Output an exact reproduction of the data.

Extracted information

--*--

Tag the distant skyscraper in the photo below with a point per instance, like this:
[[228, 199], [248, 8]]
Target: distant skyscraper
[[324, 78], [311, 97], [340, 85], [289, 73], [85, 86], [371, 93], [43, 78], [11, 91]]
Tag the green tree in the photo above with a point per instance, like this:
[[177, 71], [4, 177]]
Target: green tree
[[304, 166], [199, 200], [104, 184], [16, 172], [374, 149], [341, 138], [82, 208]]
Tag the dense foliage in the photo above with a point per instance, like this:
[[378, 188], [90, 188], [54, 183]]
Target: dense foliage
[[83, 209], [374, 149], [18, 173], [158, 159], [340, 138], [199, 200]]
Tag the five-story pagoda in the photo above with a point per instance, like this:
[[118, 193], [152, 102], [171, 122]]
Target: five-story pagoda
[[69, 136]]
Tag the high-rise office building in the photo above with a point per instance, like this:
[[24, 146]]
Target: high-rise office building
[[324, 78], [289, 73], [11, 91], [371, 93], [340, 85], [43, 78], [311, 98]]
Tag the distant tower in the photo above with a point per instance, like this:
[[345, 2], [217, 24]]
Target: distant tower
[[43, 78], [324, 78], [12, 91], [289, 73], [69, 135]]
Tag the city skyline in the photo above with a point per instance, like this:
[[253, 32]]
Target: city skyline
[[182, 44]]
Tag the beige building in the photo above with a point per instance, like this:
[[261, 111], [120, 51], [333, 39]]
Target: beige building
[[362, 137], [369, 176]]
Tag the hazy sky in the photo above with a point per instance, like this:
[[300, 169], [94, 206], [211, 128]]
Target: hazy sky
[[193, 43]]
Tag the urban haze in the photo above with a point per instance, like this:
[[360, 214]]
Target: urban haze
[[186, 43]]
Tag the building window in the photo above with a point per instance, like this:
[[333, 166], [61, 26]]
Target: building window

--*--

Answer to this exercise
Tag the distant skyscraper in the photo below with a point per instance, like this:
[[228, 199], [248, 8]]
Target: distant skyscraper
[[324, 78], [311, 97], [340, 85], [289, 73], [85, 86], [371, 93], [43, 78], [11, 91]]
Tag the green tree in the photo above with a point per instance, like this:
[[177, 71], [4, 177]]
Target: green tree
[[304, 166], [199, 200], [104, 184], [16, 172], [374, 149], [341, 138], [82, 208]]
Tag the dense foliage in the photo above with a point per instance, like this:
[[378, 188], [90, 188], [54, 183]]
Target: dense foliage
[[83, 209], [374, 149], [18, 173], [158, 159], [340, 138], [199, 200]]
Tag the five-story pagoda in the photo above with a point per instance, like this:
[[118, 193], [152, 102], [171, 122]]
Target: five-story pagoda
[[69, 136]]
Tag the high-rise office building in the photo above with a point per instance, like this:
[[24, 146]]
Target: high-rise office building
[[324, 78], [289, 73], [11, 91], [371, 93], [340, 85], [43, 78], [311, 98]]
Tag the distant tower in the photo above with a point per instance, like this:
[[345, 2], [217, 24]]
Target: distant tower
[[43, 78], [324, 78], [12, 91], [289, 73], [69, 135]]
Tag the city skyline in the photo above with a point per instance, like this:
[[253, 32]]
Target: city skyline
[[182, 44]]
Tag the beige building in the photo above with a point per instance, like this:
[[261, 111], [120, 51], [333, 39]]
Target: beige building
[[362, 137], [369, 176]]
Tag the hazy sky in the photo above with a point per instance, like this:
[[300, 169], [94, 206], [211, 128]]
Target: hazy sky
[[193, 43]]
Tag the urban haze in the photo above with a point per instance, like this:
[[360, 214]]
Target: urban haze
[[186, 43]]
Tag the building window in the photo above with a point per instance, like this:
[[333, 166], [61, 26]]
Target: building window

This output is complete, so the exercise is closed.